### What you are asked to do
Could you reproduce, word for word, the lines of the items from the one holding "Target: blue jeans" through the very last line of the items, both ends included?

# start of Material provided

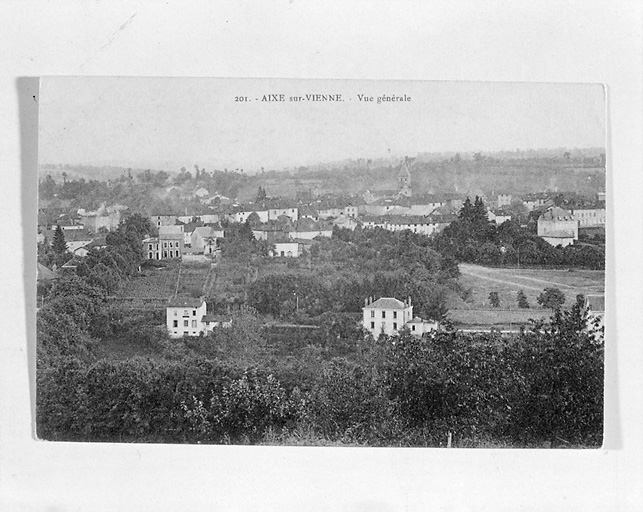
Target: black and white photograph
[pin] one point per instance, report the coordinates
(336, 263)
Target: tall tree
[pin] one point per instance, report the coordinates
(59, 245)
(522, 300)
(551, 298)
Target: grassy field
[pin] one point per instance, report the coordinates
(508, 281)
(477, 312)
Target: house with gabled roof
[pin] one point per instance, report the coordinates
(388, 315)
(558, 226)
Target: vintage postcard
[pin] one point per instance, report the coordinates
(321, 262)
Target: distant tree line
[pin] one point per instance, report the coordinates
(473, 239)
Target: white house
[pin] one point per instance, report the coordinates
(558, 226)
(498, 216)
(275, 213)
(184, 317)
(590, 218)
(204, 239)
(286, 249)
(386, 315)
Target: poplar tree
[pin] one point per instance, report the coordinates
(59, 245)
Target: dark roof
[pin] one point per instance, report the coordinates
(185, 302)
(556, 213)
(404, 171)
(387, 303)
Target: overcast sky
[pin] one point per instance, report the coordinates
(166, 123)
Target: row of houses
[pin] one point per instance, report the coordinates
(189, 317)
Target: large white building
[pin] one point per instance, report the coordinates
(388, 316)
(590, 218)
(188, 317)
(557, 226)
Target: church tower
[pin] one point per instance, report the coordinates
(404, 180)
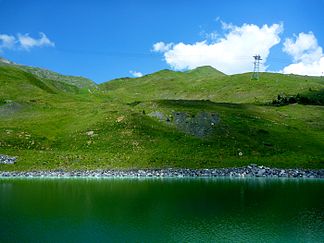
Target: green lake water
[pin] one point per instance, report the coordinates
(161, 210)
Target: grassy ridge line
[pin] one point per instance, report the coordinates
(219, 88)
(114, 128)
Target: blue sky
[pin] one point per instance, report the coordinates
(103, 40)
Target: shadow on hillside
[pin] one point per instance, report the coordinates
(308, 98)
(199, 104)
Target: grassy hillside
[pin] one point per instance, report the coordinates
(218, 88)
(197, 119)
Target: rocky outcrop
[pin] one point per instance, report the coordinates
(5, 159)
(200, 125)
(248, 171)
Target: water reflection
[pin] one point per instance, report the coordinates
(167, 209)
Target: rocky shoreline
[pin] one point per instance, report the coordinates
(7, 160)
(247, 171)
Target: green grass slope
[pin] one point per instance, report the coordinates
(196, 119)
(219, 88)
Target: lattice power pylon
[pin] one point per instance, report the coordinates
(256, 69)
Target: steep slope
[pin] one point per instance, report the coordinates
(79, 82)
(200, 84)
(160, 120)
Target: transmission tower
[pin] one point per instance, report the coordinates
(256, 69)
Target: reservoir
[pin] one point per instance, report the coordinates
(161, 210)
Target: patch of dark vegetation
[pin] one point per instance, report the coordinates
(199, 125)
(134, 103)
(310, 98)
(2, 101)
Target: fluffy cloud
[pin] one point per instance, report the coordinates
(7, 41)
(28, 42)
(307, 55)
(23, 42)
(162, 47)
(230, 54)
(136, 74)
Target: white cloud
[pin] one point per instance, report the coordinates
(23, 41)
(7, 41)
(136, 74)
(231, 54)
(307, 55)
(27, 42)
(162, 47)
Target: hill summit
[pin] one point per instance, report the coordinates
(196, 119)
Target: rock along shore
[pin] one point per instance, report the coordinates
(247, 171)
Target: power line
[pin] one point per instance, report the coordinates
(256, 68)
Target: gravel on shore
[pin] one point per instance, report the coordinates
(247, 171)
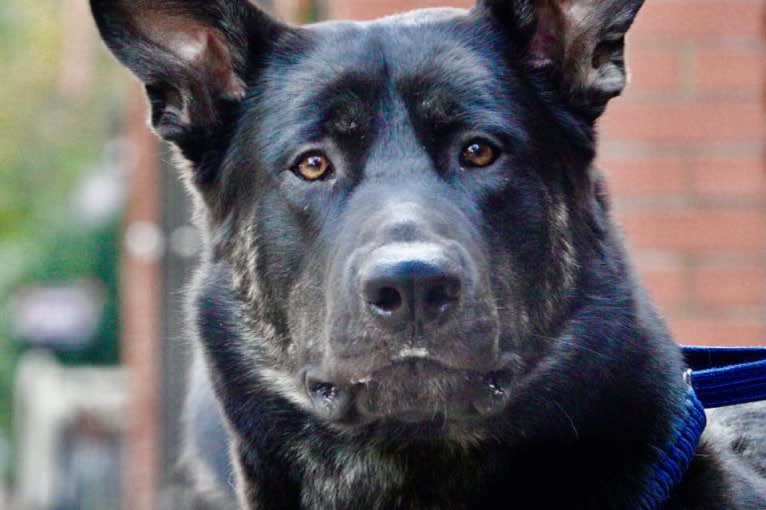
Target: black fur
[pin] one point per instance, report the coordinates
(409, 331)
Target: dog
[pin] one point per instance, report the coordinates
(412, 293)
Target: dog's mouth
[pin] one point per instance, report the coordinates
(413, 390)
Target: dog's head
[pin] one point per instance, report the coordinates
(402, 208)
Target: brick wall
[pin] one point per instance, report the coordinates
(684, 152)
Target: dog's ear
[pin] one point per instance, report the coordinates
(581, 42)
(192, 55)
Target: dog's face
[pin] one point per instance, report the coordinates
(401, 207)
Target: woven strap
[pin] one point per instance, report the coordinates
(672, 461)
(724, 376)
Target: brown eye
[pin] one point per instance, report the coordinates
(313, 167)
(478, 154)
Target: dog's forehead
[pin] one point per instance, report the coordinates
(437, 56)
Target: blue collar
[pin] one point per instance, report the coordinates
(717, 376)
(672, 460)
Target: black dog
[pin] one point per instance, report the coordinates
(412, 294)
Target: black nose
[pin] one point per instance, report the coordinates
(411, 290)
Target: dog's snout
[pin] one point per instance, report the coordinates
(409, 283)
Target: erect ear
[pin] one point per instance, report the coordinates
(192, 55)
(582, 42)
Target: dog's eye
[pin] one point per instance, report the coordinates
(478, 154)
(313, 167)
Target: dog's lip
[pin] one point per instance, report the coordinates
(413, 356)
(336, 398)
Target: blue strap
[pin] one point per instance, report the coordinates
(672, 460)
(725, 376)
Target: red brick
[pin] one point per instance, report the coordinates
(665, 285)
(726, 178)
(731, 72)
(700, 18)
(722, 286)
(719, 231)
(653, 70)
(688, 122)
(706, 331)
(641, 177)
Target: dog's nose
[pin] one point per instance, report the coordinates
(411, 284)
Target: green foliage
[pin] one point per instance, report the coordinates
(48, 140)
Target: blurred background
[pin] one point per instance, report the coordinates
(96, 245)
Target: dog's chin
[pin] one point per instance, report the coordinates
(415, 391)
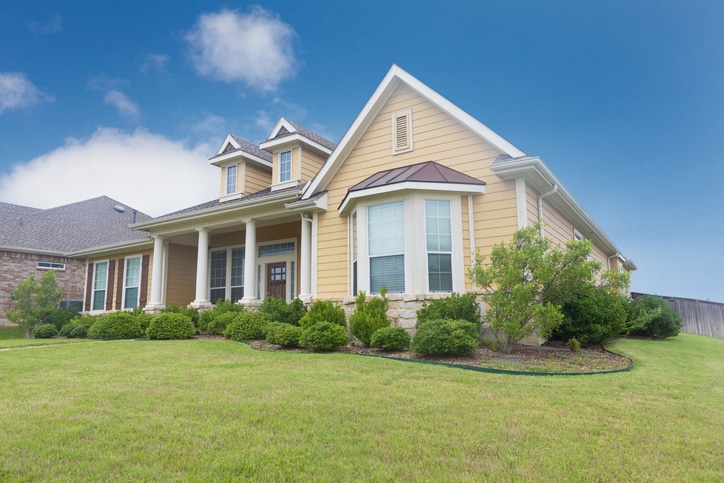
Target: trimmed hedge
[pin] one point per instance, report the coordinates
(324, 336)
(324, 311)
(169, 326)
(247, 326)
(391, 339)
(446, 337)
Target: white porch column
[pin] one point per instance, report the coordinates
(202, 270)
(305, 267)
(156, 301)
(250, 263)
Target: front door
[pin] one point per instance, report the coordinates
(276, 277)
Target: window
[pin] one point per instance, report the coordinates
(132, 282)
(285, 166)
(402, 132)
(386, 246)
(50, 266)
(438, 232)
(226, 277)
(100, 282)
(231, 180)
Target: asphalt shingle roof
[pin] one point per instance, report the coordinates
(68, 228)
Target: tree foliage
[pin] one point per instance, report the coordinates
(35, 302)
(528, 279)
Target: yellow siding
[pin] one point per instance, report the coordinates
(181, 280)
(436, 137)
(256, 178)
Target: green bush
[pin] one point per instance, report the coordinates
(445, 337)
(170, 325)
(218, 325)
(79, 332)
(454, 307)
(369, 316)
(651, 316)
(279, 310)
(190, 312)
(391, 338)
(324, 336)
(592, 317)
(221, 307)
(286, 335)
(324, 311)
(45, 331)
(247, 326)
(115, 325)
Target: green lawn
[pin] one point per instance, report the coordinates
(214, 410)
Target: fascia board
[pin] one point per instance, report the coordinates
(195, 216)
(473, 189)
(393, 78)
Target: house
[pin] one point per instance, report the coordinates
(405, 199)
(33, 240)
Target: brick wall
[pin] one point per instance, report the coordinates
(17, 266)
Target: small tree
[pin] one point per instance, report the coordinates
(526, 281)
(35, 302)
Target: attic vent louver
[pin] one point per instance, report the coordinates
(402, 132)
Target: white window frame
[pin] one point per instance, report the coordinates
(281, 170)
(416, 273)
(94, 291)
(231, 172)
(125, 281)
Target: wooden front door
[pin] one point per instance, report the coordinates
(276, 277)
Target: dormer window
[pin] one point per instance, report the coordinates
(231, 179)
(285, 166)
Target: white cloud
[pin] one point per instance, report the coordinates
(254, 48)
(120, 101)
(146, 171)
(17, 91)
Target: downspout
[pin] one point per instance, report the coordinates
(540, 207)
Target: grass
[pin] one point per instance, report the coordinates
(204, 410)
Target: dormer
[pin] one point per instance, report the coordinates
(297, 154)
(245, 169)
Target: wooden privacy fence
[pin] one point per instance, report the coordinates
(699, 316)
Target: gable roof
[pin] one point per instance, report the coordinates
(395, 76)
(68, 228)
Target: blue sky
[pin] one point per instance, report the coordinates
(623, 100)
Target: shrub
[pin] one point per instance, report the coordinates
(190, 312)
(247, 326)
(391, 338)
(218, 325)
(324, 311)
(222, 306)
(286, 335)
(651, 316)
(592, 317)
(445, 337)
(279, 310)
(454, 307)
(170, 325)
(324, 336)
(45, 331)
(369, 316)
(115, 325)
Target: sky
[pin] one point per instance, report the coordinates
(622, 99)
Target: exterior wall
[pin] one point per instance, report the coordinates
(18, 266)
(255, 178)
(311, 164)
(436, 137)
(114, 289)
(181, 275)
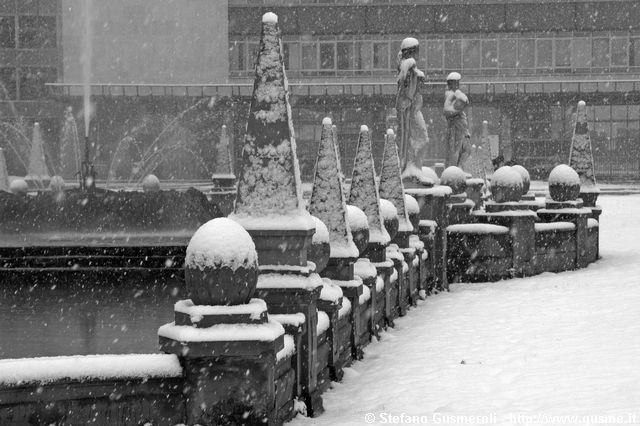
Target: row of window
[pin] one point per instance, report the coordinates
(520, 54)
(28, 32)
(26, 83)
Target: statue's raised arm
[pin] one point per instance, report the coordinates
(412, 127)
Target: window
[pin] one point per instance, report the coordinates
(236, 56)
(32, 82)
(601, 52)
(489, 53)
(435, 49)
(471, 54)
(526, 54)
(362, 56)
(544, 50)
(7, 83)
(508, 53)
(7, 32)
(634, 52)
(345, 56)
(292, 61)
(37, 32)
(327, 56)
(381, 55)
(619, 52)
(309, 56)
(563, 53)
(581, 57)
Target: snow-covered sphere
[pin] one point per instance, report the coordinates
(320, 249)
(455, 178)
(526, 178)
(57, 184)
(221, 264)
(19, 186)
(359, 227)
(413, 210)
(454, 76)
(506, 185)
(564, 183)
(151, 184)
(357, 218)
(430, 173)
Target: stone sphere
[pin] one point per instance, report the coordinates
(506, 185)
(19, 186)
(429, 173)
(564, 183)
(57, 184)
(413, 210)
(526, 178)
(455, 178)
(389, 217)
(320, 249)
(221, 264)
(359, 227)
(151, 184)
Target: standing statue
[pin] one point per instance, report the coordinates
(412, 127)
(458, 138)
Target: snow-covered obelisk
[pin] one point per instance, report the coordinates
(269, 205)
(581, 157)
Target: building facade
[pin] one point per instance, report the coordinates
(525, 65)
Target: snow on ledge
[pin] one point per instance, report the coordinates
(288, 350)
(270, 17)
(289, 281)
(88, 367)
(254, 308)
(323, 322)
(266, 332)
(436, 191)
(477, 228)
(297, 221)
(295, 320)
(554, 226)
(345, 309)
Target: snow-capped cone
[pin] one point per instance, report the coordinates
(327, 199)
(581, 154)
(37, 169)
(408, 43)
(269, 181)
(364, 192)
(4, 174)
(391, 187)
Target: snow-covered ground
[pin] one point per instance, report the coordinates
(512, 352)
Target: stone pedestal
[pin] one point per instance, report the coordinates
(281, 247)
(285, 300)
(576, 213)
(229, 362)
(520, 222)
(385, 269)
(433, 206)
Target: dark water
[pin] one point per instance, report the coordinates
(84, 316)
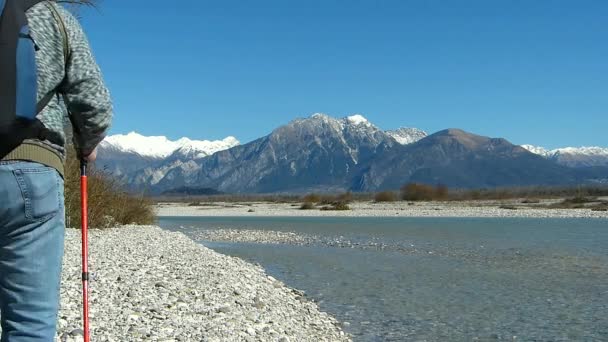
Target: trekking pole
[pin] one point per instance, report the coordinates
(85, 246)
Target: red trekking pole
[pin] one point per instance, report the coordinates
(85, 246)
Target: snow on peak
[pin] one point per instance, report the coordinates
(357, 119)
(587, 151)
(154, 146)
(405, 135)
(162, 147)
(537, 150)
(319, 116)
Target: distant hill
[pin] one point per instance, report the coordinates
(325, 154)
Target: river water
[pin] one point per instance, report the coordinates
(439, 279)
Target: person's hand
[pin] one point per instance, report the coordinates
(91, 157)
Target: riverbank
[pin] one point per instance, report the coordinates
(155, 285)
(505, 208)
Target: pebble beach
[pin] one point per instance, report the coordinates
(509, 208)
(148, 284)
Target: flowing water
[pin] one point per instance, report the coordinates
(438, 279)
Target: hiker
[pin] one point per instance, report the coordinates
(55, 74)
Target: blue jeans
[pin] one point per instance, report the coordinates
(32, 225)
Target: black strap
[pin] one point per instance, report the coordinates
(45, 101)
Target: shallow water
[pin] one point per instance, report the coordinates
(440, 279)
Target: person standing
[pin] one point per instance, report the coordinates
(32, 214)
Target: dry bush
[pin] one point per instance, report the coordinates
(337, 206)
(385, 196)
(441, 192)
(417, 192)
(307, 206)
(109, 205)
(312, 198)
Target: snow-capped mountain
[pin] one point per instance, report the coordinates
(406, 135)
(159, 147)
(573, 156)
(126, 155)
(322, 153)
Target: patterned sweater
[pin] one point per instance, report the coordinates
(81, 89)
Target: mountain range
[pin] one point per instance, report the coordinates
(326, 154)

# end of Material provided

### Result for this task
Target: blue jeans
[pin] one point per instance, report the coordinates
(32, 225)
Target: black strap
[pin] one point per instance, report the coordinates
(45, 101)
Target: shallow water
[pin] one point per instance, report the coordinates
(440, 279)
Target: person standing
[pin] one point per instance, report the coordinates
(32, 214)
Target: dry bush
[pin] one point per instance, report the coordinates
(337, 206)
(385, 196)
(441, 192)
(417, 192)
(307, 206)
(109, 205)
(312, 198)
Target: snow-capped mountain
[pin] one point per instance, report the coordinates
(406, 135)
(159, 147)
(573, 156)
(126, 155)
(322, 153)
Target: patterned sweater
[pin] one point per instance, report the coordinates
(81, 89)
Target: mountain range
[pin] one point per instance, report the coordinates
(326, 154)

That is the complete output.